[PASSAGE SHOWN]:
---+---

G''Day Pawel,
Pawel Jakub Dawidek wrote:>
> Hi.
>
> I discovered the following deadlock which can occur on adding cache
> device. When we call this command:
>
> # zpool add <pool> cache <disk>
>
> It hangs here:
>
> mutex_enter(&l2arc_dev_mtx)
> l2arc_add_vdev()
> spa_load_l2cache()
> spa_vdev_add()
> zfs_ioc_vdev_add()
> zfsdev_ioctl()
> ioctl()
> syscall()
>
> It cannot acquire the l2arc_dev_mtx mutex, because it is already held by
> the l2arc_feed_thread thread. The l2arc_feed_thread cannot release it
> because it hangs here:
>
> cv_wait(&scl->scl_cv, &scl->scl_lock)
> spa_config_enter()
> zio_create()
> zio_write_phys()
> l2arc_feed_thread()

---+---

Entries from a pointing dataset

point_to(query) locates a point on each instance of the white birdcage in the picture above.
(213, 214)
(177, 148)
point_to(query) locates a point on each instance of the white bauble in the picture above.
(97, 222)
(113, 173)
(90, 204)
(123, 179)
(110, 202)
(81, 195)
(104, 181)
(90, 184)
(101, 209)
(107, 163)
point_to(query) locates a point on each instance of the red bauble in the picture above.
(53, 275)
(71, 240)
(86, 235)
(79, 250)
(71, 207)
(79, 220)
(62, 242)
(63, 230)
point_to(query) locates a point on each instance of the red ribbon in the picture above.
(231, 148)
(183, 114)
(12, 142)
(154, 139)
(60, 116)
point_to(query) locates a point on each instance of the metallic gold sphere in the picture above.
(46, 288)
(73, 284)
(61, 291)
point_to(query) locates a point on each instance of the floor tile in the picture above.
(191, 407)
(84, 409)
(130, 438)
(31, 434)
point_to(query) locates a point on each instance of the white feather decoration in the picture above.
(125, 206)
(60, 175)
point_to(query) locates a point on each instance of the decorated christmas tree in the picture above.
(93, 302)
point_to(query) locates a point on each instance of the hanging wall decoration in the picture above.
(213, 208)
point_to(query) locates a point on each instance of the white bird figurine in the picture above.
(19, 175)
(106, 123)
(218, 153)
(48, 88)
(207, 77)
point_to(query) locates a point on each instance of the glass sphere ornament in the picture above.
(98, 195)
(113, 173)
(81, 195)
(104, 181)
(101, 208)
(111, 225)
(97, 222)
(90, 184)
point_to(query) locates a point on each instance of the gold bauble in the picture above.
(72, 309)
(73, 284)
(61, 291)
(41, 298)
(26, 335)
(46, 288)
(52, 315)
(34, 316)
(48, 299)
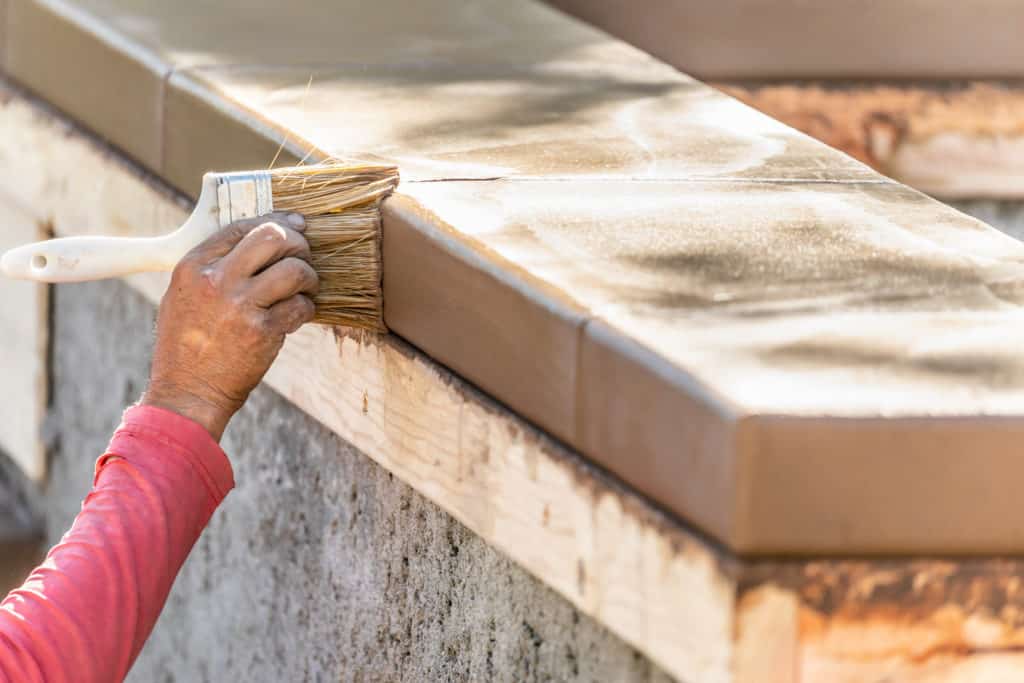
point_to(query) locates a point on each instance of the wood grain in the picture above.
(647, 580)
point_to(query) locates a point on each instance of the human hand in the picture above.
(224, 317)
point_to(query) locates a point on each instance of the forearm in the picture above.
(86, 611)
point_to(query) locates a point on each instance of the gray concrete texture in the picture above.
(321, 565)
(1006, 216)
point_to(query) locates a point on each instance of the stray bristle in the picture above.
(341, 203)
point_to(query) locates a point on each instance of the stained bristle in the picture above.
(341, 203)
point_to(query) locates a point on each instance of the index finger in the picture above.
(224, 240)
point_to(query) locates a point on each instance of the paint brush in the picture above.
(341, 205)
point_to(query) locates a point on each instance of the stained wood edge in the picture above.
(658, 587)
(952, 140)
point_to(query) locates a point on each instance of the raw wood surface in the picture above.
(700, 614)
(659, 588)
(951, 140)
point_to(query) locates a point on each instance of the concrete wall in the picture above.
(320, 565)
(1007, 216)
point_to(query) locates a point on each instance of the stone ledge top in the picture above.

---+---

[TASKS]:
- a) From the ZFS deadlock report, list the function names in the stack trace given after "because it hangs here:".
- b) Write the next part of the ZFS deadlock report, picking up right after its last line.

[RESULTS OF THE TASKS]:
- a)
cv_wait
spa_config_enter
zio_create
zio_write_phys
l2arc_feed_thread

- b)
>
> It will wait here forever, because the previous process hangs, and
> spa_config_exit() is called at the end of spa_vdev_add() (via
> spa_vdev_exit()) and spa_config_exit() calls cv_broadcast() for this
> condvar.
Sorry about this deadlock, and thanks - your analysis is spot on, I''ve
added
it to the bug description:
http://bugs.opensolaris.org/view_bug.do?bug_id=6701480
(it might take a few moments before the new description field appears on
the opensolaris.org website).
I''ve been working on the fix.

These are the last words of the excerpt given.